Any pictures in the records below should be skipped; write out everything else exactly.

──────── Listing

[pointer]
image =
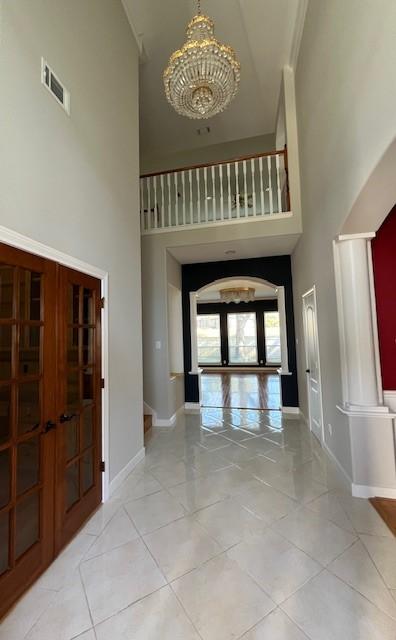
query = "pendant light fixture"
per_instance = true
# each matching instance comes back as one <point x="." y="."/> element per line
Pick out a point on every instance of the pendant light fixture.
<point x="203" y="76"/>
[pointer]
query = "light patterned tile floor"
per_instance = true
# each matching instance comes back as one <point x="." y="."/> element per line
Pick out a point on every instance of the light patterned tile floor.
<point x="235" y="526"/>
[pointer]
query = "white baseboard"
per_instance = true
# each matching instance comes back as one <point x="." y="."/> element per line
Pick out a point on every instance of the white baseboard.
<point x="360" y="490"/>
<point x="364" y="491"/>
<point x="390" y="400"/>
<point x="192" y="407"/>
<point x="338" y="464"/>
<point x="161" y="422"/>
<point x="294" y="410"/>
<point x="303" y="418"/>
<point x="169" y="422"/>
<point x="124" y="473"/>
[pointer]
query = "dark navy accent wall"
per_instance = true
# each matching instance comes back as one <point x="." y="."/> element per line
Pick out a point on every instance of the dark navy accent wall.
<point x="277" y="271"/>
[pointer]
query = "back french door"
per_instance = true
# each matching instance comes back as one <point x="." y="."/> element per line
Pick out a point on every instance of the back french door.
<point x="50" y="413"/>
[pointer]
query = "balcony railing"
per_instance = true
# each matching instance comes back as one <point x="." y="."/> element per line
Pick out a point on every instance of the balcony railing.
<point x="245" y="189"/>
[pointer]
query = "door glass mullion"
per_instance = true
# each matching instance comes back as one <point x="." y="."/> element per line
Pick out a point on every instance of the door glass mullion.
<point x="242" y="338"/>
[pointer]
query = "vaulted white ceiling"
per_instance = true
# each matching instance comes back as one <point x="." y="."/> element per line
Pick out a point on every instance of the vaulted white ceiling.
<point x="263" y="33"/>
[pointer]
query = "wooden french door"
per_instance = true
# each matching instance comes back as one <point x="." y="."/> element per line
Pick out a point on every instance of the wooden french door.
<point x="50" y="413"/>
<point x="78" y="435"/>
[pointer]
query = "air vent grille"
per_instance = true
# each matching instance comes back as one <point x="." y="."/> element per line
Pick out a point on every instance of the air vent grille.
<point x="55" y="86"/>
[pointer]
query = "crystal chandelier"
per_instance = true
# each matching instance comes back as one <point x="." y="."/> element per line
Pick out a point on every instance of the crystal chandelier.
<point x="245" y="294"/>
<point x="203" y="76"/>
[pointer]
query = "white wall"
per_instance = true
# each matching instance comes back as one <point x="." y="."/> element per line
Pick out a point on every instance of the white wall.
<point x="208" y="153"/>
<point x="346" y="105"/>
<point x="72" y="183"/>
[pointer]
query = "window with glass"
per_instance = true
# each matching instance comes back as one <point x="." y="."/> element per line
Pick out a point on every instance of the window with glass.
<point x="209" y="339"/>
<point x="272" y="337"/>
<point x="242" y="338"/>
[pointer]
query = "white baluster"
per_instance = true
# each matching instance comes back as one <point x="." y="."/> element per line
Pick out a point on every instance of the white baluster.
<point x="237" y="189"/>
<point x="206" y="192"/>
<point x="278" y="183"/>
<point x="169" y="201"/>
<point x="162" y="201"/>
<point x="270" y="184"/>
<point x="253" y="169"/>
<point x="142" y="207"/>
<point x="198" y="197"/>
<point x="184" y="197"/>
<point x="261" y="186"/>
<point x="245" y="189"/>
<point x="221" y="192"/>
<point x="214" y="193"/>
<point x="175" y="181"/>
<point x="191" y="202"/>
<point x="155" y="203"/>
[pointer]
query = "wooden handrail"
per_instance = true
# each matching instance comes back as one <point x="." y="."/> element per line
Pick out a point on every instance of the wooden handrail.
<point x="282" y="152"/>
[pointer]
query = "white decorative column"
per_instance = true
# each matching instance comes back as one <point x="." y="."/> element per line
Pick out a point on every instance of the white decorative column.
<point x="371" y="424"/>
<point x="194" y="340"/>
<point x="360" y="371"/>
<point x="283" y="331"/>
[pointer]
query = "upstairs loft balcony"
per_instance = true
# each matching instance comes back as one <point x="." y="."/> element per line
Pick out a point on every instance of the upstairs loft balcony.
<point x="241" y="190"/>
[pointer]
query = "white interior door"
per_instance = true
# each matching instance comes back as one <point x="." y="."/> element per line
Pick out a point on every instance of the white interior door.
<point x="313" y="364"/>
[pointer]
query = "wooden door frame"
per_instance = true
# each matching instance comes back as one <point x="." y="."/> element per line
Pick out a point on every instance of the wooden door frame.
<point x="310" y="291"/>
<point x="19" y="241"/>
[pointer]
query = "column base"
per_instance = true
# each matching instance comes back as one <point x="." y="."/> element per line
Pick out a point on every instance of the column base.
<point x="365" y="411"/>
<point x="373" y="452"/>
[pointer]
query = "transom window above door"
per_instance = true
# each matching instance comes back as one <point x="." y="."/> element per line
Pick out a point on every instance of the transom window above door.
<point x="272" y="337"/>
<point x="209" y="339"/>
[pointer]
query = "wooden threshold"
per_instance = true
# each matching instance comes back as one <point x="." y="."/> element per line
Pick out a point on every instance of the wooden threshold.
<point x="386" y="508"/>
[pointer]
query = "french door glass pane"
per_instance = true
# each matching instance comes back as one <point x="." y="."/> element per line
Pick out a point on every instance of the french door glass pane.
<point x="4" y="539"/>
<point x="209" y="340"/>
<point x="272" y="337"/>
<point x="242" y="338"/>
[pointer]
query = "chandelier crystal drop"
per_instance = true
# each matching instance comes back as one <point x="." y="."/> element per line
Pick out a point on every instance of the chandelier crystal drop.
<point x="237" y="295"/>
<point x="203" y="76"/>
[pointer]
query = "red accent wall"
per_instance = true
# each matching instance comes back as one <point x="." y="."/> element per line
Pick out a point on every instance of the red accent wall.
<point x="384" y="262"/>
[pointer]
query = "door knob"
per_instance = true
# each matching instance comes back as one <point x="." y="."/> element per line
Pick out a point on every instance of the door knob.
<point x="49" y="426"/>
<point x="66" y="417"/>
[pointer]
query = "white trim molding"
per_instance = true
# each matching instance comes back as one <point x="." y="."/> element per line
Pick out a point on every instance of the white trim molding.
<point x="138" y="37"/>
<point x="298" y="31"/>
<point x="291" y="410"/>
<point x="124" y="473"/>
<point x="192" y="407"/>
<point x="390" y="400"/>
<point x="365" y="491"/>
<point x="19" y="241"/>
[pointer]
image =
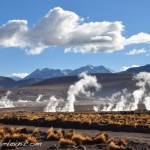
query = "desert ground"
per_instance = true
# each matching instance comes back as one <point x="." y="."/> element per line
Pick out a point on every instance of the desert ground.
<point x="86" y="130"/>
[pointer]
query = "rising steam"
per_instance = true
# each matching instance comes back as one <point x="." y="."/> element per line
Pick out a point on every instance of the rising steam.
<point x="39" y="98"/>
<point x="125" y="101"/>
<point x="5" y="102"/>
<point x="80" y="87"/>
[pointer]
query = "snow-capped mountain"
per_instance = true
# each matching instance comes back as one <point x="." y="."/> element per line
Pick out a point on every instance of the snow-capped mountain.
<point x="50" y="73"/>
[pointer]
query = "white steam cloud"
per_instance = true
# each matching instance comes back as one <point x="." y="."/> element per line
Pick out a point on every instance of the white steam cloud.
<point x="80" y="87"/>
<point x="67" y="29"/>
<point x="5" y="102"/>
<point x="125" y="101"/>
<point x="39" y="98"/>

────────────────

▶ _Answer to this exercise_:
[pointer]
image =
query = "pendant light fixture"
per_instance = true
# each matching instance comes back as one <point x="." y="."/> element per line
Pick out a point on every instance of the pendant light fixture.
<point x="203" y="76"/>
[pointer]
query = "light patterned tile floor"
per_instance = true
# each matching instance comes back as one <point x="." y="."/> element per line
Pick out a point on every instance of the light patterned tile floor.
<point x="235" y="526"/>
[pointer]
query = "white baseboard"
per_instance = true
# each matching instance comes back as one <point x="." y="."/> element per line
Pick out a point on every instance of the white baseboard.
<point x="360" y="490"/>
<point x="364" y="491"/>
<point x="390" y="400"/>
<point x="192" y="407"/>
<point x="338" y="464"/>
<point x="161" y="422"/>
<point x="294" y="410"/>
<point x="303" y="418"/>
<point x="169" y="422"/>
<point x="124" y="473"/>
[pointer]
query = "dark navy accent wall"
per_instance = true
# each matching instance comes back as one <point x="." y="."/> element per line
Pick out a point on every instance of the dark navy accent wall.
<point x="277" y="271"/>
[pointer]
query = "back french door"
per_instance = true
# each matching instance comes back as one <point x="." y="."/> element per line
Pick out a point on every instance of the back french door.
<point x="50" y="413"/>
[pointer]
query = "balcony railing"
per_instance = true
# each matching instance comes back as one <point x="." y="."/> element per line
Pick out a point on every instance of the balcony railing.
<point x="245" y="189"/>
[pointer]
query = "door glass mullion"
per_instance = true
# each matching instance comes back as one <point x="." y="."/> element per line
Pick out a point on every instance of the door glass mullion.
<point x="242" y="338"/>
[pointer]
query = "vaulted white ceiling"
per_instance = true
# each matching instance comes back as one <point x="." y="."/> element per line
Pick out a point on every instance of the vaulted white ceiling.
<point x="263" y="33"/>
[pointer]
query = "wooden french door"
per_instance = true
# each matching instance comes back as one <point x="." y="."/> element per line
Pick out a point on every instance of the wooden french door.
<point x="50" y="413"/>
<point x="78" y="435"/>
[pointer]
query = "air vent grille"
per_instance = true
# each matching instance comes back as one <point x="." y="."/> element per line
Pick out a point on every instance of the air vent grille.
<point x="55" y="86"/>
[pointer]
query = "crystal chandelier"
per_instance = true
# each matching instance comes back as one <point x="." y="."/> element per line
Pick out a point on every instance of the crystal chandelier.
<point x="245" y="294"/>
<point x="203" y="76"/>
[pointer]
query = "white wall"
per_instance = true
# each matching instance comes back as one <point x="." y="."/> element per line
Pick out a point on every instance of the white wall.
<point x="208" y="153"/>
<point x="346" y="105"/>
<point x="72" y="183"/>
[pointer]
query = "window with glass"
per_instance = true
# each matching instance comes back as one <point x="." y="."/> element per line
Pick out a point on every instance of the window with glass.
<point x="209" y="339"/>
<point x="272" y="337"/>
<point x="242" y="338"/>
[pointer]
query = "white baluster"
per_instance = true
# each matching instance comes back as one <point x="." y="."/> element per line
Pick out a point on every instance of the white baluster.
<point x="237" y="189"/>
<point x="206" y="192"/>
<point x="278" y="183"/>
<point x="169" y="201"/>
<point x="162" y="201"/>
<point x="270" y="184"/>
<point x="253" y="169"/>
<point x="142" y="207"/>
<point x="198" y="197"/>
<point x="184" y="197"/>
<point x="261" y="186"/>
<point x="245" y="189"/>
<point x="221" y="192"/>
<point x="214" y="193"/>
<point x="175" y="181"/>
<point x="191" y="202"/>
<point x="155" y="203"/>
[pointer]
query = "wooden handrail"
per_instance = true
# each matching instance comes back as one <point x="." y="."/> element per line
Pick out a point on every instance of the wooden handrail.
<point x="282" y="152"/>
[pointer]
query = "white decorative column"
per_instance = true
# each matching instance comes back as one <point x="." y="."/> element per line
Pick out a point on every instance of the white decorative column.
<point x="371" y="424"/>
<point x="194" y="340"/>
<point x="360" y="371"/>
<point x="283" y="331"/>
[pointer]
query = "upstairs loft balcony"
per_instance = true
# each matching instance comes back as one <point x="." y="."/> element per line
Pick out a point on every instance of the upstairs loft balcony.
<point x="241" y="190"/>
[pointer]
query = "white interior door"
per_instance = true
# each matching instance comes back as one <point x="." y="."/> element per line
Pick out a point on every instance of the white interior door.
<point x="313" y="364"/>
[pointer]
query = "wooden door frame"
per_instance = true
# each matching instance comes back as one <point x="." y="."/> element per line
Pick out a point on every instance of the wooden door frame.
<point x="310" y="291"/>
<point x="19" y="241"/>
[pointer]
query = "column base"
per_instance = true
# each matching instance comes back as one <point x="." y="."/> element per line
Pick out a point on every instance of the column base.
<point x="365" y="411"/>
<point x="373" y="452"/>
[pointer]
query = "transom window above door"
per_instance = true
# each matching instance comes back as one <point x="." y="."/> element per line
Pick out a point on every instance of the transom window above door.
<point x="272" y="337"/>
<point x="209" y="339"/>
[pointer]
query = "wooden threshold"
per_instance = true
# each matching instance comes back as one <point x="." y="."/> element per line
Pick out a point on every instance of the wooden threshold.
<point x="386" y="508"/>
[pointer]
query = "french door glass pane"
per_instance = true
# each matching instance comes back as one <point x="." y="."/> element per line
Pick out a point on every instance of the french door glass pane.
<point x="4" y="539"/>
<point x="209" y="340"/>
<point x="272" y="337"/>
<point x="242" y="338"/>
[pointer]
query = "chandelier crystal drop"
per_instance = true
# each matching instance comes back as one <point x="." y="."/> element per line
Pick out a point on every instance of the chandelier crystal drop.
<point x="237" y="295"/>
<point x="203" y="76"/>
[pointer]
query = "red accent wall"
per_instance = true
# each matching instance comes back as one <point x="." y="."/> element per line
Pick out a point on every instance of the red accent wall.
<point x="384" y="262"/>
[pointer]
query = "door knob"
per_instance = true
# each matching instance comes back as one <point x="." y="."/> element per line
Pick out a point on every instance of the door knob.
<point x="49" y="426"/>
<point x="66" y="417"/>
[pointer]
query = "white trim molding"
per_instance = true
# each matching instance comes back as one <point x="." y="."/> element per line
Pick out a point on every instance of the white trim molding.
<point x="138" y="37"/>
<point x="298" y="31"/>
<point x="291" y="410"/>
<point x="124" y="473"/>
<point x="192" y="407"/>
<point x="390" y="400"/>
<point x="365" y="491"/>
<point x="19" y="241"/>
[pointer]
image =
query = "desert ground"
per_instance = true
# each matching instance comes back as one <point x="." y="."/> element per line
Pick out a point on every instance of the desert ground.
<point x="86" y="130"/>
[pointer]
query = "rising steam"
per_instance = true
# each matching instance comes back as one <point x="." y="."/> element per line
Pick out a point on every instance of the rising steam.
<point x="39" y="98"/>
<point x="125" y="101"/>
<point x="5" y="102"/>
<point x="80" y="87"/>
[pointer]
query = "snow-capped mountain"
per_instance = true
# each matching instance comes back as one <point x="." y="."/> element per line
Pick out a point on every instance of the snow-capped mountain.
<point x="50" y="73"/>
[pointer]
query = "white steam cloud"
per_instance = true
# each matching instance comes back as one <point x="." y="."/> element per line
Pick out a point on every instance of the white steam cloud.
<point x="80" y="87"/>
<point x="67" y="29"/>
<point x="5" y="102"/>
<point x="125" y="101"/>
<point x="39" y="98"/>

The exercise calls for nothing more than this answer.